◆ **AUFGABEN**
1 - Wann hat die Kosmetikproduzentin laut dem Auszug vom beanstandeten Produktvertrieb erfahren?
2 - Liste alle Zeilen der Datensätze auf, in denen die Zeichenfolge „sitting“ vorkommt.

Unterschiedliche Pflichten

Die Unterlassungsverfügung verpflichtete demnach die Konkurrentin, das Produkt selbst nicht weiter zu vertreiben und zu veranlassen, dass Händler bereits ausgelieferte Ware vorläufig zurückhalten. Der Titel im Hauptsacheverfahren führt dann – weitergehend – zu einer Rückrufverpflichtung. Im Übrigen spreche gegen die Identität der Vollstreckungsmaßnahmen, dass einstweilige Verfügung und Hauptsachetitel einen unterschiedlichen zeitlichen Anwendungsbereich haben. Die Ansicht des Beschwerdegerichts, das Vorgehen wegen der einstweiligen Verfügung habe nur Bestrafungscharakter, ist laut BGH nicht zutreffend.
 

Doppelzweck der Ordnungsmittel

Ordnungsmittel im Sinne des § 890 Abs. 1 Satz 1 ZPO haben danach einen doppelten Zweck: Als zivilrechtliche Beugemaßnahme dienten sie präventiv der Verhinderung künftiger Zuwiderhandlungen. Daneben stellten sie repressiv eine strafähnliche Sanktion für die Übertretung eines gerichtlichen Verbotes dar. Schließlich schmettert der BGH auch das Argument ab, die Kosmetikproduzentin hätte jahrelang keine Vollstreckung betrieben, um jetzt plötzlich parallel vorzugehen. Nach Überzeugung des Senats hat sie erst Anfang 2020 vom beanstandeten Produktvertrieb erfahren.

◆ **DATENSÄTZE**

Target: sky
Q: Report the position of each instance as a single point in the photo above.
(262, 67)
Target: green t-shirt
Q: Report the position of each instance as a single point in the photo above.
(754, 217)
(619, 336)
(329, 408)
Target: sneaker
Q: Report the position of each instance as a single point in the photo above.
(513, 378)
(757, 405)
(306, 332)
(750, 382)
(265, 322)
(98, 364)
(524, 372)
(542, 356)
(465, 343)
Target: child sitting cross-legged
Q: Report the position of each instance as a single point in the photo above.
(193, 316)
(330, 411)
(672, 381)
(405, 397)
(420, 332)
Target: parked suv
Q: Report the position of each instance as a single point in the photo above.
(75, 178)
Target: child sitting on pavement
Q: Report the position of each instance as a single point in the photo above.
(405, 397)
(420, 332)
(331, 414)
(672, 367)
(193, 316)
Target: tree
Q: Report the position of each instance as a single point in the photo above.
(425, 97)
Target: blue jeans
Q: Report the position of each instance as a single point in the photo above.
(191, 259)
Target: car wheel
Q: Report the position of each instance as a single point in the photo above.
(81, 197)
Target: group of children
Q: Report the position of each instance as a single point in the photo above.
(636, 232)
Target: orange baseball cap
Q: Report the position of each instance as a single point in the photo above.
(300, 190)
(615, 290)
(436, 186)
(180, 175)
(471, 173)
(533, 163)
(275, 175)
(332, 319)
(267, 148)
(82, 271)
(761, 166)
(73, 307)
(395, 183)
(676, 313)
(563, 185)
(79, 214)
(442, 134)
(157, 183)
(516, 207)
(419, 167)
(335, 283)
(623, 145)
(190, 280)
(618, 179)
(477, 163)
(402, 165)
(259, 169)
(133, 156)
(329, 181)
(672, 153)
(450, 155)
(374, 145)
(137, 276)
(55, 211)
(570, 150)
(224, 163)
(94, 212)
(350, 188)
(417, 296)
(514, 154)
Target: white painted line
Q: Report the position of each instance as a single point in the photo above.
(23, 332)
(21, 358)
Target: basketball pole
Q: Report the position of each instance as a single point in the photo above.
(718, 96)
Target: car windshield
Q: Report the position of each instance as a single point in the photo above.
...
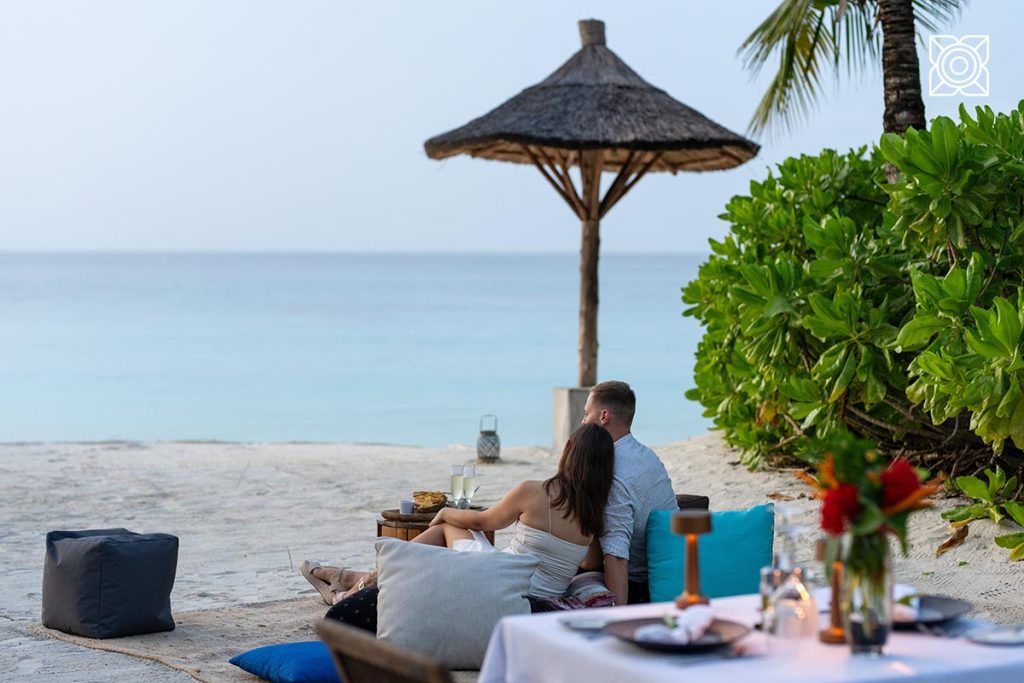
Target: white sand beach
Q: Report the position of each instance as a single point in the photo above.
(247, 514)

◆ **LÖSUNGEN**
1 - Nach Überzeugung des Senats erst Anfang 2020.

2 -
Target: child sitting cross-legged
Target: child sitting on pavement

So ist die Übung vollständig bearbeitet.